Work required.
Set out every line of the records below as a JSON list of strings, one string per line, leaving out blank lines.
====== Data provided ======
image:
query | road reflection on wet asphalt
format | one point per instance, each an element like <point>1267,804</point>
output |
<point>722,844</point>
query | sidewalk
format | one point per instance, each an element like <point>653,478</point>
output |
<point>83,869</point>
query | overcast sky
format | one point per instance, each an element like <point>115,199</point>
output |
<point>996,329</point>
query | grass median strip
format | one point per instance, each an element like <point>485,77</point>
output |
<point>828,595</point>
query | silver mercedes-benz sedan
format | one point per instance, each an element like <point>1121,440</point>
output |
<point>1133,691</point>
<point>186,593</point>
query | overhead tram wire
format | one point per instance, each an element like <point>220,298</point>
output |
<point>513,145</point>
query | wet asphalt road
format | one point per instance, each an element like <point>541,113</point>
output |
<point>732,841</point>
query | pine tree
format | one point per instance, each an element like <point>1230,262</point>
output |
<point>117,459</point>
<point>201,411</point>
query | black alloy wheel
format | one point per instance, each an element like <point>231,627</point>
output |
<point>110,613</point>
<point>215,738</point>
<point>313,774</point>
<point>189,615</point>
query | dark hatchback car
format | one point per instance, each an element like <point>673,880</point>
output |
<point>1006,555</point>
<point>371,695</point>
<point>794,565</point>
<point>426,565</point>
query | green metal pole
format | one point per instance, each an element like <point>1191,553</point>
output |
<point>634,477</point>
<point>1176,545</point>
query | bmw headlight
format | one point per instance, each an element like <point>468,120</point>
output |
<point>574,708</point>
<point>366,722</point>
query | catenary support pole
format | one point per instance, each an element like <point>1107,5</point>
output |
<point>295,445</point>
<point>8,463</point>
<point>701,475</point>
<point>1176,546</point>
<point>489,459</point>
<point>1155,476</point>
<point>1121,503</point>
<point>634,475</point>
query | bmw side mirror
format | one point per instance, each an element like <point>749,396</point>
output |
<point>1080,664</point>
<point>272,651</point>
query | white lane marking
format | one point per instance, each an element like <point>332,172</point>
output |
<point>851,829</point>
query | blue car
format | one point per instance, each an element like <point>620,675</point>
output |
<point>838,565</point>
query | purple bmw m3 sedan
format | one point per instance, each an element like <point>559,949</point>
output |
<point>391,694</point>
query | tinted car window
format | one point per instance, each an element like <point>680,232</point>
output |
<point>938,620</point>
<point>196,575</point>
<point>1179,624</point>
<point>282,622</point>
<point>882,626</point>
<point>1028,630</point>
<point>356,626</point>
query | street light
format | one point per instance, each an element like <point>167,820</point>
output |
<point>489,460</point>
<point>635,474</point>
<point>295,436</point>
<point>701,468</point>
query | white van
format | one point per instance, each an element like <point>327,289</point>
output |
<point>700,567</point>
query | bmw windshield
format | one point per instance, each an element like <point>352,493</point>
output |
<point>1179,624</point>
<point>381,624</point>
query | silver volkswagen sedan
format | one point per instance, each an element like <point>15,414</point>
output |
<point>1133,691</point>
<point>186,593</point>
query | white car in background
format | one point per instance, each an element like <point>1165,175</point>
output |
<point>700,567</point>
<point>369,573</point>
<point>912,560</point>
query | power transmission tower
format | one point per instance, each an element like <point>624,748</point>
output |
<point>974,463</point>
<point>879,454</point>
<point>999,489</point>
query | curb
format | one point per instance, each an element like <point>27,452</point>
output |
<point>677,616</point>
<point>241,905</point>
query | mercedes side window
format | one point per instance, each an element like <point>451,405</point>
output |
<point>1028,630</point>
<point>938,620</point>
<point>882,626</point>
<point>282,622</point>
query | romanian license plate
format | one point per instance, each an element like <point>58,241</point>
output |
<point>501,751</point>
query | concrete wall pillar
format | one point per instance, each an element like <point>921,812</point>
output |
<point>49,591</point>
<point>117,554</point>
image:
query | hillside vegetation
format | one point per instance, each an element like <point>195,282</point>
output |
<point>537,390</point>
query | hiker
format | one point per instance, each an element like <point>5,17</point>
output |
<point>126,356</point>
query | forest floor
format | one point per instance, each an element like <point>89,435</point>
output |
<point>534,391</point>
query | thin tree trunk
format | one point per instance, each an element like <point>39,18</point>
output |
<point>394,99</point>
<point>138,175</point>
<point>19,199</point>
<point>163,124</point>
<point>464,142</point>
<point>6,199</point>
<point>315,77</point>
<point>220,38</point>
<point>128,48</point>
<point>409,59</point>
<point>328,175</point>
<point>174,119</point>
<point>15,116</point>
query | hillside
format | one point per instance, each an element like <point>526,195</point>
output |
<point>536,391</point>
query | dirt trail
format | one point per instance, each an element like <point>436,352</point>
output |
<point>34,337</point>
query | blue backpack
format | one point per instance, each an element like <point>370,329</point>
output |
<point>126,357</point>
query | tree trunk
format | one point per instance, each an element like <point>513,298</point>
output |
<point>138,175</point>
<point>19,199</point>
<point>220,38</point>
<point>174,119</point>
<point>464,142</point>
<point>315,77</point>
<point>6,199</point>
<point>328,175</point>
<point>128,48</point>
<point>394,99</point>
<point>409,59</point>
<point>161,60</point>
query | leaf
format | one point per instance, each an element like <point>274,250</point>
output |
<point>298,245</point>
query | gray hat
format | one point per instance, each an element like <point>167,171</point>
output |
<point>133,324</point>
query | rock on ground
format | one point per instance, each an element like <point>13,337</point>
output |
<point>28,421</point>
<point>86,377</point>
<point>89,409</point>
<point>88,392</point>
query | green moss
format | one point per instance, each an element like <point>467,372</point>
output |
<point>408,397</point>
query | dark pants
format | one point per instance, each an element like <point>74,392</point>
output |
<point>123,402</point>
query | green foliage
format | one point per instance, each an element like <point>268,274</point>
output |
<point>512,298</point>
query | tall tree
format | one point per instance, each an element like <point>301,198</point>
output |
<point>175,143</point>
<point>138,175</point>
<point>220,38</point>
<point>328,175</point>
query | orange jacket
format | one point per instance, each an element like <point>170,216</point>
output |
======
Complete answer.
[
  "image:",
  "query | road reflection on wet asphalt",
  "format | one point per instance, each an element like <point>1267,804</point>",
  "output |",
  "<point>722,844</point>",
  "query | sidewalk",
  "format | one point per instance, each an element like <point>653,478</point>",
  "output |",
  "<point>83,869</point>",
  "query | overcast sky",
  "format | one point per instance, each an element like <point>115,199</point>",
  "output |",
  "<point>996,329</point>",
  "query | grass median strip",
  "format | one point per instance, each an element like <point>485,77</point>",
  "output |",
  "<point>828,595</point>",
  "query | silver mercedes-benz sedan",
  "format | one point per instance, each an element like <point>1121,440</point>",
  "output |",
  "<point>1133,691</point>",
  "<point>186,593</point>",
  "query | overhead tram wire",
  "format | one point per instance, each an element like <point>220,298</point>",
  "output |",
  "<point>513,145</point>",
  "query | wet asphalt road",
  "format | one point per instance, each an element like <point>541,113</point>",
  "output |",
  "<point>732,841</point>",
  "query | pine tree",
  "format | one point per instance, each an element like <point>1230,262</point>",
  "output |",
  "<point>117,459</point>",
  "<point>201,411</point>",
  "query | black alloy wheel",
  "format | one point per instance, each an element like <point>231,627</point>",
  "output |",
  "<point>110,613</point>",
  "<point>215,738</point>",
  "<point>313,774</point>",
  "<point>189,615</point>",
  "query | dark hatchback car",
  "format | one point per instance, each an element like <point>673,880</point>",
  "output |",
  "<point>1006,555</point>",
  "<point>371,695</point>",
  "<point>794,565</point>",
  "<point>426,565</point>",
  "query | green metal pole",
  "format | one point per instance, each an element like <point>1191,553</point>",
  "output |",
  "<point>634,477</point>",
  "<point>1176,545</point>",
  "query | bmw headlight",
  "format | one point per instance, each an element like <point>468,120</point>",
  "output |",
  "<point>574,708</point>",
  "<point>366,722</point>",
  "query | catenary support pole",
  "format | one point per instance, each an element like <point>1107,5</point>",
  "output |",
  "<point>295,445</point>",
  "<point>8,463</point>",
  "<point>701,475</point>",
  "<point>1176,546</point>",
  "<point>489,459</point>",
  "<point>1155,476</point>",
  "<point>1121,503</point>",
  "<point>634,475</point>",
  "query | bmw side mirror",
  "format | one point per instance, each an element like <point>749,396</point>",
  "output |",
  "<point>1080,664</point>",
  "<point>272,651</point>",
  "query | white lane marking",
  "format | one point per instance, each an element like <point>332,172</point>",
  "output |",
  "<point>851,829</point>",
  "query | blue car",
  "format | one point per instance, each an element like <point>620,675</point>",
  "output |",
  "<point>838,565</point>",
  "query | purple bmw m3 sedan",
  "format | one point per instance, each an element like <point>559,949</point>",
  "output |",
  "<point>391,694</point>",
  "query | tinted car window",
  "format | one point per instance, each an element like <point>680,232</point>",
  "output |",
  "<point>938,620</point>",
  "<point>196,575</point>",
  "<point>1179,624</point>",
  "<point>282,622</point>",
  "<point>882,626</point>",
  "<point>1028,630</point>",
  "<point>356,626</point>",
  "query | street light",
  "format | one point per instance, each an element like <point>167,820</point>",
  "output |",
  "<point>489,460</point>",
  "<point>635,474</point>",
  "<point>295,436</point>",
  "<point>701,468</point>",
  "query | white van",
  "format | one point per instance, each an element like <point>327,289</point>",
  "output |",
  "<point>700,567</point>",
  "query | bmw windshield",
  "format | one point per instance, each an element like <point>352,493</point>",
  "output |",
  "<point>1179,624</point>",
  "<point>381,624</point>",
  "query | silver volkswagen sedan",
  "format | one point per instance, each an element like <point>15,414</point>",
  "output |",
  "<point>1133,691</point>",
  "<point>186,593</point>",
  "query | white car in background",
  "format | one point per instance, each an element like <point>1165,175</point>",
  "output |",
  "<point>700,567</point>",
  "<point>369,573</point>",
  "<point>912,560</point>",
  "query | power transmission tower",
  "format | one point per instance, each an element like <point>624,748</point>",
  "output |",
  "<point>974,463</point>",
  "<point>879,454</point>",
  "<point>999,489</point>",
  "query | curb",
  "format | one point per instance, each an element like <point>27,452</point>",
  "output |",
  "<point>677,616</point>",
  "<point>241,905</point>",
  "query | mercedes side window",
  "format | one point per instance, each an element like <point>451,405</point>",
  "output |",
  "<point>1028,630</point>",
  "<point>938,620</point>",
  "<point>882,626</point>",
  "<point>282,622</point>",
  "query | romanian license plate",
  "format | one point per instance, each an element like <point>58,241</point>",
  "output |",
  "<point>501,751</point>",
  "query | concrete wall pillar",
  "format | one point per instance, each an element like <point>921,812</point>",
  "output |",
  "<point>49,591</point>",
  "<point>117,554</point>",
  "image:",
  "query | hillside vegetation",
  "format | one point per instance, each an element like <point>195,282</point>",
  "output |",
  "<point>537,390</point>",
  "query | hiker",
  "format | one point per instance, each an element like <point>5,17</point>",
  "output |",
  "<point>126,356</point>",
  "query | forest floor",
  "format | one point per instance, each an element like <point>89,435</point>",
  "output |",
  "<point>534,391</point>",
  "query | thin tree trunk",
  "format | one point per instance, each an element like <point>39,18</point>",
  "output |",
  "<point>394,99</point>",
  "<point>138,175</point>",
  "<point>19,199</point>",
  "<point>163,124</point>",
  "<point>464,142</point>",
  "<point>6,199</point>",
  "<point>315,77</point>",
  "<point>220,38</point>",
  "<point>128,48</point>",
  "<point>409,59</point>",
  "<point>328,175</point>",
  "<point>174,119</point>",
  "<point>15,116</point>",
  "query | hillside",
  "format | one point per instance, each an element like <point>526,195</point>",
  "output |",
  "<point>536,391</point>",
  "query | dirt trail",
  "format | one point per instance, each an element like <point>436,352</point>",
  "output |",
  "<point>34,337</point>",
  "query | blue backpack",
  "format | one point per instance, each an element like <point>370,329</point>",
  "output |",
  "<point>126,357</point>",
  "query | tree trunk",
  "format | one point per instance, each an element like <point>513,298</point>",
  "output |",
  "<point>138,175</point>",
  "<point>19,199</point>",
  "<point>220,38</point>",
  "<point>174,119</point>",
  "<point>464,142</point>",
  "<point>315,77</point>",
  "<point>6,199</point>",
  "<point>328,175</point>",
  "<point>128,48</point>",
  "<point>394,99</point>",
  "<point>409,59</point>",
  "<point>161,60</point>",
  "query | leaf",
  "format | one point per instance, each an element like <point>274,250</point>",
  "output |",
  "<point>298,245</point>",
  "query | gray hat",
  "format | one point per instance, each an element like <point>167,171</point>",
  "output |",
  "<point>133,324</point>",
  "query | rock on ground",
  "format | one point per instance, each an element like <point>13,337</point>",
  "output |",
  "<point>28,421</point>",
  "<point>86,377</point>",
  "<point>89,409</point>",
  "<point>88,392</point>",
  "query | green moss",
  "format | one point per instance, each an element like <point>467,372</point>",
  "output |",
  "<point>408,397</point>",
  "query | dark pants",
  "format | one point per instance, each an element like <point>74,392</point>",
  "output |",
  "<point>123,402</point>",
  "query | green foliage",
  "format | one point per instance, each an element like <point>268,274</point>",
  "output |",
  "<point>512,298</point>",
  "query | tall tree",
  "format | one point per instance, each an element like <point>301,198</point>",
  "output |",
  "<point>175,143</point>",
  "<point>138,175</point>",
  "<point>220,38</point>",
  "<point>328,175</point>",
  "query | orange jacket",
  "format | one point per instance, each an element like <point>170,216</point>",
  "output |"
]